WHAT TO WORK ON
Extract the line that contains "locate the white quilted" and every line after it to the end of the records below, exactly as written and nothing else.

EXERCISE MATERIALS
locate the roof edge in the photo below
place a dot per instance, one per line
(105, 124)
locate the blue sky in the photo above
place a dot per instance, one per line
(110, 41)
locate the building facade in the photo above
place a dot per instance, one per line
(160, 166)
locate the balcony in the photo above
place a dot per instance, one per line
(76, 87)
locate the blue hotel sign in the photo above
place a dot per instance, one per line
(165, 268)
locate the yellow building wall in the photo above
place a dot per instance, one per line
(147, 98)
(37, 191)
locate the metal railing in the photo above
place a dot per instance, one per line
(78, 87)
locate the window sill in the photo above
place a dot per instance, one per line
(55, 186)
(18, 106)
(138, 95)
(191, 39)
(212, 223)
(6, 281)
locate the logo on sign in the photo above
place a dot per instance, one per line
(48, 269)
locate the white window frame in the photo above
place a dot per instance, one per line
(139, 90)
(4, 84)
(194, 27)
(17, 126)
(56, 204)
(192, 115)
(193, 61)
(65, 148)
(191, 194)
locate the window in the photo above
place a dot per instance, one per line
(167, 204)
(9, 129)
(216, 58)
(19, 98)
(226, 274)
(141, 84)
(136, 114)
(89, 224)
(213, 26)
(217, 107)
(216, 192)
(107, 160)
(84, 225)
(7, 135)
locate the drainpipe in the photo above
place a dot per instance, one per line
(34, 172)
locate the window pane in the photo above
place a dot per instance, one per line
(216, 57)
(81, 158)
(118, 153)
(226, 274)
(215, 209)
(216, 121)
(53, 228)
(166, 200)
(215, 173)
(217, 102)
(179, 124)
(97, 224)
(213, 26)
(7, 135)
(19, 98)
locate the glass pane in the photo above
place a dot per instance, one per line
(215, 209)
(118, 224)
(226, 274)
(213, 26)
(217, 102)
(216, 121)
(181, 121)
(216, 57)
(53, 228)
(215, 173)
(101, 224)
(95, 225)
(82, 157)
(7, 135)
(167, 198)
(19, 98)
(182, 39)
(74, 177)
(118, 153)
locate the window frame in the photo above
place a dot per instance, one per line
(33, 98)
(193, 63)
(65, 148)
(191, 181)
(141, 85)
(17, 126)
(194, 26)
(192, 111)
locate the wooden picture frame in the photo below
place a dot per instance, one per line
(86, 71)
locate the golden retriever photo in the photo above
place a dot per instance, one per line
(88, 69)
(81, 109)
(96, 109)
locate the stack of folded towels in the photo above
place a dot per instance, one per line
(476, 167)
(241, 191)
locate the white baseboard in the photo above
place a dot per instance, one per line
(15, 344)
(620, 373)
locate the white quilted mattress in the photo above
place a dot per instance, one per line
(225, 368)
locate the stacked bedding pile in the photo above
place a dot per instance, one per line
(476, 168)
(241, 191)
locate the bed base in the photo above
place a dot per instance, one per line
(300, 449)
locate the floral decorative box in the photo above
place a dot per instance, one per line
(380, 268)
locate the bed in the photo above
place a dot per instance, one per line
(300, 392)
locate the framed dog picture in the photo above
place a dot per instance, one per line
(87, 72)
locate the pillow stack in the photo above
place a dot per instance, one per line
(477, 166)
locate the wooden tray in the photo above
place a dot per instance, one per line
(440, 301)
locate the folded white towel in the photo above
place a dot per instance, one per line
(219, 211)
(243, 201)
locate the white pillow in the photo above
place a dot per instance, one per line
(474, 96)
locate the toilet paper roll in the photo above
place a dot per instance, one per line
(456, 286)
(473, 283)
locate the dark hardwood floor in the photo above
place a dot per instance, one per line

RESULT FOR THIS EXERCISE
locate the white quilted mattress in the photo above
place a dot per instance, one per line
(225, 368)
locate the stacked bedding pile in the photo above
place a dot per instance, one per line
(476, 168)
(241, 191)
locate the bed base in the photo above
place a dot per instance, one per line
(300, 449)
locate the floral decorative box in the photo above
place a dot per instance, one per line
(380, 268)
locate the bed in the photo above
place a dot per instance, one per line
(300, 392)
locate the framed dog picture in the photo above
place a dot per instance, one per line
(87, 72)
locate the pillow stack in the photo above
place a dot per instance, one per line
(477, 166)
locate the wooden tray in the photo above
place a dot per instance, one per line
(440, 301)
locate the folded white towel in the photo above
place a dot per instance, one per line
(219, 211)
(243, 201)
locate the white pillow in the photo above
place a dot per instance, one per line
(474, 96)
locate the toilet paper roll in the photo above
place a dot per instance, one per line
(456, 286)
(473, 283)
locate the dark hardwood floor in the photo above
place a dot per instance, one per line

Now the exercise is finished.